EXERCISE MATERIAL =
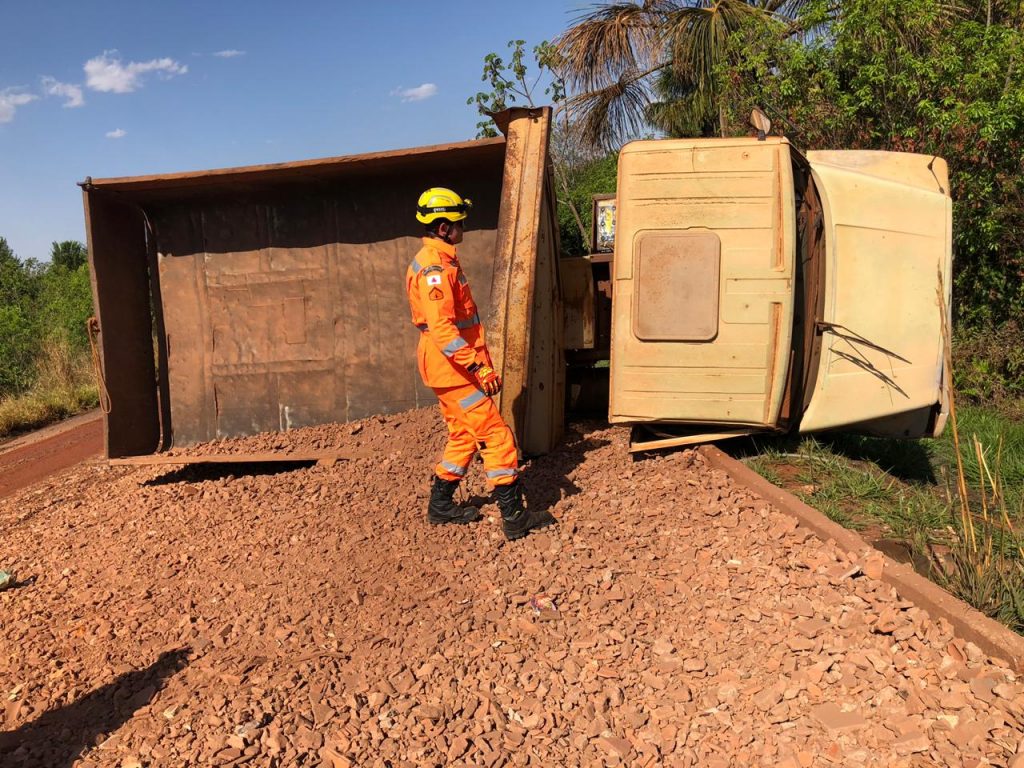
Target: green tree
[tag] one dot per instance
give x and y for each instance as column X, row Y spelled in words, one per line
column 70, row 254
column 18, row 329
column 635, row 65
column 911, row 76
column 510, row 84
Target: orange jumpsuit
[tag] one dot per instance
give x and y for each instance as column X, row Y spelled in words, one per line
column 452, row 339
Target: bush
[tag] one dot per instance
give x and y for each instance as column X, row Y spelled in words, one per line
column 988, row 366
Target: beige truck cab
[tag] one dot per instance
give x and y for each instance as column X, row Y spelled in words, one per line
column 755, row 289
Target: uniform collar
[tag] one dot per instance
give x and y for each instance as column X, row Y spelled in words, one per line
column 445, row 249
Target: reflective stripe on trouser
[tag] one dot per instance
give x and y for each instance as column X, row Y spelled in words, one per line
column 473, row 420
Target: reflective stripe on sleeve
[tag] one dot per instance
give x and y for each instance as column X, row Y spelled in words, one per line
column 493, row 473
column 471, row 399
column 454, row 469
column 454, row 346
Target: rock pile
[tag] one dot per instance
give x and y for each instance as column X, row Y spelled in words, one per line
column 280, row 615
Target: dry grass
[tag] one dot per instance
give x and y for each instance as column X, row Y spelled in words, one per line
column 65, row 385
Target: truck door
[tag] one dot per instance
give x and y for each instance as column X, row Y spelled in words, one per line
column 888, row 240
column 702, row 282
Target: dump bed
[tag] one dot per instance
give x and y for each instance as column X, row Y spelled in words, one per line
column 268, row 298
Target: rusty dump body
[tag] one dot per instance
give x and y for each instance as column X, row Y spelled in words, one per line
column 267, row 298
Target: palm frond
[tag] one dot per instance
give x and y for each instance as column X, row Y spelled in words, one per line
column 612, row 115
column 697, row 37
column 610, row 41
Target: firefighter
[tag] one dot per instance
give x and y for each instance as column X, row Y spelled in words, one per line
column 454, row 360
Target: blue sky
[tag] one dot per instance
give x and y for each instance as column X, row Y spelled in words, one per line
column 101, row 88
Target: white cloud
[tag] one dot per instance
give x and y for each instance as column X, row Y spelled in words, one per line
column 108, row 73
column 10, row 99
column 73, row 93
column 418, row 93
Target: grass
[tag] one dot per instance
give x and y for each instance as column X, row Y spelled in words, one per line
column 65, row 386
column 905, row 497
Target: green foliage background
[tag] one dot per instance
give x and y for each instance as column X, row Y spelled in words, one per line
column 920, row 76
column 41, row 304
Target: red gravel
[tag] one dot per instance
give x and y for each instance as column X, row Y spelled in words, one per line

EXERCISE INSTRUCTIONS =
Check each line of the entries for the string "reflective". Copy the lines that have it.

RESULT FOR THIS EXERCISE =
Target: reflective stripe on trouser
Target: reflective stripe on sleeve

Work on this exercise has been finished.